GOAL OF THE EXERCISE: Working from the line that contains "point: the man's shoe in this photo" down to the last line below, repeat each line exactly.

Object point labels
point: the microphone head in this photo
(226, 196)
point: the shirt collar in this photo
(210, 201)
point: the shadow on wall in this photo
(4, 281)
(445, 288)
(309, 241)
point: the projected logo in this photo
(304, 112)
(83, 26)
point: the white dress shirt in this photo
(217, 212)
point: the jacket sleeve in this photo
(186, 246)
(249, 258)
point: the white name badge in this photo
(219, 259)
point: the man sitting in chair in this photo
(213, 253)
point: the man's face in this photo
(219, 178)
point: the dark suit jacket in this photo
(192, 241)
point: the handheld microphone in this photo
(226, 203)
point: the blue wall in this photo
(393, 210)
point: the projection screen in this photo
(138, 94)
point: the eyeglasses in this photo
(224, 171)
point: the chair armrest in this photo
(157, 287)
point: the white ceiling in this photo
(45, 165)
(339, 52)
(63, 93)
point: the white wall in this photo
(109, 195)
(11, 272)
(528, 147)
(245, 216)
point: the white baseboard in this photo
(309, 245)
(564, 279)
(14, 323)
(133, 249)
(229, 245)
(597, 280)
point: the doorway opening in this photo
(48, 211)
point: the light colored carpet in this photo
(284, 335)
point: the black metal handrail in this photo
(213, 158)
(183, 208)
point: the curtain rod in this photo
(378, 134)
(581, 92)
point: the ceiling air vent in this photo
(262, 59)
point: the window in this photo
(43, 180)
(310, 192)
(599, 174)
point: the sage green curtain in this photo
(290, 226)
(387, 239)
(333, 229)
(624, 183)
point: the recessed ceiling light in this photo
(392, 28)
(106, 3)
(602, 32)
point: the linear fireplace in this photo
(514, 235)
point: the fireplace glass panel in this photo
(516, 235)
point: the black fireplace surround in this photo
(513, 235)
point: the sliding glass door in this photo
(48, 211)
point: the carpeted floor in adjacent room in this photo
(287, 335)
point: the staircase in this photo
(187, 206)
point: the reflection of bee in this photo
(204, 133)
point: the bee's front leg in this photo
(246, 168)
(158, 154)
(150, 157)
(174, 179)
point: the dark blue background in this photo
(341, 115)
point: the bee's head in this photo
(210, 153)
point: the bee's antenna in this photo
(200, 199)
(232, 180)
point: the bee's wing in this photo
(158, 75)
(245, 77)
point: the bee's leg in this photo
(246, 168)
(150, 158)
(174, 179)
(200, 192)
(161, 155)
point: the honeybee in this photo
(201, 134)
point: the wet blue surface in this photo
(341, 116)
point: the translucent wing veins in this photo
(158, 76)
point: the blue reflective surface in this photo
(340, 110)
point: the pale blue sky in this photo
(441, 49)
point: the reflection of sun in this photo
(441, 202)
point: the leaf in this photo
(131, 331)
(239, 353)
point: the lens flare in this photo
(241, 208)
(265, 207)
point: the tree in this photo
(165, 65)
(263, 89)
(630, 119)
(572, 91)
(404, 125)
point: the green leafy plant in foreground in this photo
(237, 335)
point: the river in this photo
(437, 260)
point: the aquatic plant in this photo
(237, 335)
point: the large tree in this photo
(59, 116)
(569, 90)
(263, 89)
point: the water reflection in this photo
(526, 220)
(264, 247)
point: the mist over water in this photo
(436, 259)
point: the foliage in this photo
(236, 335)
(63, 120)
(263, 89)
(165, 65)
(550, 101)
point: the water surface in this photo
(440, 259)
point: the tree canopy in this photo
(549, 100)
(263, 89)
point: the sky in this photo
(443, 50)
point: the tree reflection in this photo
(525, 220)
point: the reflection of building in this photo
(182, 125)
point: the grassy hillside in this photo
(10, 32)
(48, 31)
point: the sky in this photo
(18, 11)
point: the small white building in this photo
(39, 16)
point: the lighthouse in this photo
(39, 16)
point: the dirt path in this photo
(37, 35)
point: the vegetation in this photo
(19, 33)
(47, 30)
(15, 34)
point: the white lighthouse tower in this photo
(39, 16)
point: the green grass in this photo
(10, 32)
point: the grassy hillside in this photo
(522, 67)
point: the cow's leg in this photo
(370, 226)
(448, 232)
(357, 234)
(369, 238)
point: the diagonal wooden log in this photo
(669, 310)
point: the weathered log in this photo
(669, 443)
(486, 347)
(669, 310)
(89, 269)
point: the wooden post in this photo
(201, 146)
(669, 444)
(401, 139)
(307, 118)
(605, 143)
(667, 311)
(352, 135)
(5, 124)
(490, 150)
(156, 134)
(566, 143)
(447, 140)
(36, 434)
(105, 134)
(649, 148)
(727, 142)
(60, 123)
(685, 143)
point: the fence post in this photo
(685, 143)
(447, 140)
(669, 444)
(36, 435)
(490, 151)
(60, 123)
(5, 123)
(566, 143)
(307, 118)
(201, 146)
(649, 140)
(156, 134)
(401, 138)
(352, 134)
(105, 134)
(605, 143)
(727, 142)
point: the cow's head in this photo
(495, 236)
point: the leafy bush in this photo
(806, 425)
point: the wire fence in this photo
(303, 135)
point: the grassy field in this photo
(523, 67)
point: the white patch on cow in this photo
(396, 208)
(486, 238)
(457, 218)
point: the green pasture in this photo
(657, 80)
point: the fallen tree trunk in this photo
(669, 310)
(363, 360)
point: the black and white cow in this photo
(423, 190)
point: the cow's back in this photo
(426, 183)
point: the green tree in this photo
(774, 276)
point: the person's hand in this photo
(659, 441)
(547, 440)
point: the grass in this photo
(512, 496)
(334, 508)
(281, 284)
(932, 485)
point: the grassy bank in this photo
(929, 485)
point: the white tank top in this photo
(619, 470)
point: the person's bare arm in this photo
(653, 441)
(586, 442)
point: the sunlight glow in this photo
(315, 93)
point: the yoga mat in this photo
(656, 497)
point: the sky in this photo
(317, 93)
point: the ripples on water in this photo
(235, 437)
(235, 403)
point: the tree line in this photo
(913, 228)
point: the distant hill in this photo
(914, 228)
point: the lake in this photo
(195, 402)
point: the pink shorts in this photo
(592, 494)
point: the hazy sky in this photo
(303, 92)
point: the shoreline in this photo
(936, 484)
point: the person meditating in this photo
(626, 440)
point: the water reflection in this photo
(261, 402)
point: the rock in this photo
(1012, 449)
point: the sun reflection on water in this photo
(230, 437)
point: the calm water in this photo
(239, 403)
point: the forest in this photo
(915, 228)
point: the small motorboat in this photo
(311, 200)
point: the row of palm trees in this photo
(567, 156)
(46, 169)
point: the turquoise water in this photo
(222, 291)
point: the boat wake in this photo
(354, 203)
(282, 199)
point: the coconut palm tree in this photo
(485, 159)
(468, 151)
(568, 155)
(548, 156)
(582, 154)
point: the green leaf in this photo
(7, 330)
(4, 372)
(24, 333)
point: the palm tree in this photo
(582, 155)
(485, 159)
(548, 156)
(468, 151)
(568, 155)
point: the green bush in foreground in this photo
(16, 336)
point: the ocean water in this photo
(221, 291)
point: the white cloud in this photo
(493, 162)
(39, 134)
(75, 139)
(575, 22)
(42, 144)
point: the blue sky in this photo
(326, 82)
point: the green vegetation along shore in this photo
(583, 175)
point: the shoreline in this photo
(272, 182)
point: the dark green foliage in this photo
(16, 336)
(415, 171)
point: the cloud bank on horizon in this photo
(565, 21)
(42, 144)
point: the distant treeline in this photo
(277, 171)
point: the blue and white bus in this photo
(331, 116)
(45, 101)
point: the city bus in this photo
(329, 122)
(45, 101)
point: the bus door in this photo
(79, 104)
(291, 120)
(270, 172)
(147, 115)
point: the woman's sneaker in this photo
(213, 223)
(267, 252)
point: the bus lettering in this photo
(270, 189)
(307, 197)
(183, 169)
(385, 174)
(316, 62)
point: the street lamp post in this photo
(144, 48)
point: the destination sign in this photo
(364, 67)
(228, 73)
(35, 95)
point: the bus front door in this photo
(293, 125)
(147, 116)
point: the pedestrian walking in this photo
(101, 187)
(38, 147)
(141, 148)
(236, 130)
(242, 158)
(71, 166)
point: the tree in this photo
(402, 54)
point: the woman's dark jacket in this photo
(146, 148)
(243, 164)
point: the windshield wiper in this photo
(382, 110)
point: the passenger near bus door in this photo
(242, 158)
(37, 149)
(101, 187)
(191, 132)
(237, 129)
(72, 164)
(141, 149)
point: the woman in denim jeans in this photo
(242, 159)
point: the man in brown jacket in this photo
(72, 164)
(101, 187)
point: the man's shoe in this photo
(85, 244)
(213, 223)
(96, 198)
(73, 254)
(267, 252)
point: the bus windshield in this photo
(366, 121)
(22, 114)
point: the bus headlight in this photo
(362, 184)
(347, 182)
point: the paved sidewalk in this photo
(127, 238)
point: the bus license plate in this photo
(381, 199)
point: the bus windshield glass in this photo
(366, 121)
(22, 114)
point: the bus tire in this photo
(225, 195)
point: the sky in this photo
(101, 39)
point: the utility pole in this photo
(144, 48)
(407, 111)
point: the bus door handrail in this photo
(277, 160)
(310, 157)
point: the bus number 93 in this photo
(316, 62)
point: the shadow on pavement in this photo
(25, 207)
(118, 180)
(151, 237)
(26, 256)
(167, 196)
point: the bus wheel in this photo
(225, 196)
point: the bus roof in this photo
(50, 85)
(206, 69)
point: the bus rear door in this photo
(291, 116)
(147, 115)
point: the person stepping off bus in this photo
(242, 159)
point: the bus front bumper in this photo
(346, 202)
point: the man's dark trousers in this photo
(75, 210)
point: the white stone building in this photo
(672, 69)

OUTPUT BELOW:
point: the man's shoe in this photo
(85, 244)
(213, 223)
(96, 198)
(73, 254)
(267, 252)
point: the bus windshield in this photo
(366, 121)
(22, 114)
point: the bus headlight in this photo
(362, 184)
(347, 182)
point: the paved sidewalk in this photo
(127, 238)
point: the bus license plate in this photo
(381, 199)
point: the bus windshield glass in this photo
(366, 121)
(22, 114)
point: the bus tire in this photo
(225, 195)
point: the sky in this photo
(101, 39)
point: the utility pole in this photo
(144, 48)
(407, 111)
point: the bus door handrail in this photo
(277, 160)
(310, 157)
point: the bus number 93 in this photo
(316, 62)
point: the shadow on pavement in this photo
(25, 207)
(118, 180)
(151, 237)
(26, 256)
(167, 196)
point: the bus wheel in this photo
(225, 196)
point: the bus roof in this photo
(50, 85)
(206, 69)
point: the bus rear door in this photo
(291, 116)
(147, 115)
point: the person stepping off bus in this photo
(242, 159)
point: the bus front bumper in this photo
(346, 202)
point: the man's dark trousers in this photo
(75, 210)
point: the white stone building in this photo
(672, 69)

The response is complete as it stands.